Задание: Пожалуйста, перепишите все пункты ниже, заменив "striped jersey" на "striped shirt" и не меняя больше ничего.

Исходные данные:
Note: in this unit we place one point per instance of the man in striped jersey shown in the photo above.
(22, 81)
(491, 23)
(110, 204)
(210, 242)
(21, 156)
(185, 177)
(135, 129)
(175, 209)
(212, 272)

Готовое решение:
Note: in this unit we place one point per instance of the man in striped shirt shown in the photo above.
(22, 81)
(491, 23)
(110, 204)
(210, 242)
(21, 156)
(185, 177)
(135, 129)
(175, 209)
(212, 272)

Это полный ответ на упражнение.